BEGIN MATERIAL TO PROCESS

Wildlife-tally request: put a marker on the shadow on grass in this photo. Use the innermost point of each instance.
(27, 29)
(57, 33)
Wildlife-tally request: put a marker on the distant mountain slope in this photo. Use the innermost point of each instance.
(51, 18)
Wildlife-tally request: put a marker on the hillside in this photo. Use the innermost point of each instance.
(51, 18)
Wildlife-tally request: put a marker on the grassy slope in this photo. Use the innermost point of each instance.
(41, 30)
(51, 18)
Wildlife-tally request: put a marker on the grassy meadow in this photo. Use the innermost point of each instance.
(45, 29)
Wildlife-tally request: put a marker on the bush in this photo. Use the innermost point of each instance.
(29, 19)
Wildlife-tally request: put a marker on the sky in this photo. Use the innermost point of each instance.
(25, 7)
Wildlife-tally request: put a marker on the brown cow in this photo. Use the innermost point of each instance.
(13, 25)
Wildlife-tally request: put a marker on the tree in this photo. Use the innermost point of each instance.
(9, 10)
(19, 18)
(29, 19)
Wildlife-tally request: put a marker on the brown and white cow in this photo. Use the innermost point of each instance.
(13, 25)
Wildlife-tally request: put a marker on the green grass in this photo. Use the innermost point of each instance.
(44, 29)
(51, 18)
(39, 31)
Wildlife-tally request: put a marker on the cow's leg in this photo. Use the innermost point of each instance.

END MATERIAL TO PROCESS
BEGIN MATERIAL TO PROCESS

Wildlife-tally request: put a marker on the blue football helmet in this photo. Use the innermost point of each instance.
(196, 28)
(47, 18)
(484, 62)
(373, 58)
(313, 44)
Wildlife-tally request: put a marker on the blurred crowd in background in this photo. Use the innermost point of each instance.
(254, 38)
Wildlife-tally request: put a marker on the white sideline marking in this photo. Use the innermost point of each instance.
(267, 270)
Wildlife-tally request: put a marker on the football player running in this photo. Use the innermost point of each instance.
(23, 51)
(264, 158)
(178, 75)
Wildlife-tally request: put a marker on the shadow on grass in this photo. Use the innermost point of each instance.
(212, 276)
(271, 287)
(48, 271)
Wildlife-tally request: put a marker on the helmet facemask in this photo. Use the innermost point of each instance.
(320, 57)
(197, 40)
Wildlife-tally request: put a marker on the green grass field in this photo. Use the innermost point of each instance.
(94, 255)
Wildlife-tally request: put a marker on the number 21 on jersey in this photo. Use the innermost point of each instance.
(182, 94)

END MATERIAL TO PROCESS
BEGIN MATERIAL TO PROCESS

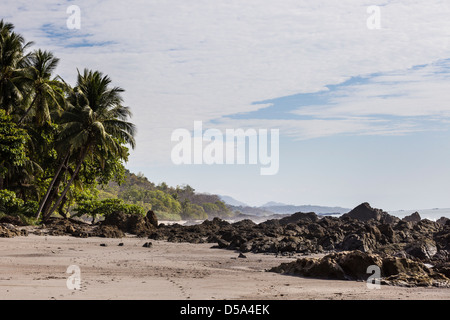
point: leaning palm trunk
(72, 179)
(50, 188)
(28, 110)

END MATERIAL TO PROCESS

Given the records above, return exactly the lines starting at the line containing "Wildlife-tally request: put a marker on the hillside" and ending at the line containing "Wildlife-tally request: put a marker on the cow's", including both.

Wildlife-tally request: put a marker on the hillside in this photo. Use the innermost point of each instance.
(51, 18)
Wildlife-tally request: put a marker on the grassy slope in this photo. Use the innermost point of each instance.
(41, 30)
(51, 18)
Wildlife-tally request: put a marker on the grassy meadow in this photo. Use the innermost point of each instance.
(45, 29)
Wildlife-tally request: put a marker on the bush in this photo. Use the innermost point of each instance.
(29, 19)
Wildlife-tally request: put a marker on the sky in this photo. Use the innermost point of each instance.
(25, 7)
Wildlife-tally request: put a marker on the brown cow in this photo. Use the innermost point of each instance.
(13, 25)
Wildlife-tally request: put a marker on the tree in this photo. Use the innermost point of each instance.
(9, 10)
(19, 18)
(29, 19)
Wildlife-tally request: put a marker on the brown and white cow in this photo. Use the innermost point of each instance.
(13, 25)
Wildlife-tally request: put a marker on the green grass in this photo. Use the innermost point of each instance.
(44, 29)
(51, 18)
(39, 31)
Wildlife-tally request: put a marker on the cow's leg in this photo. Use the innermost point of each instance.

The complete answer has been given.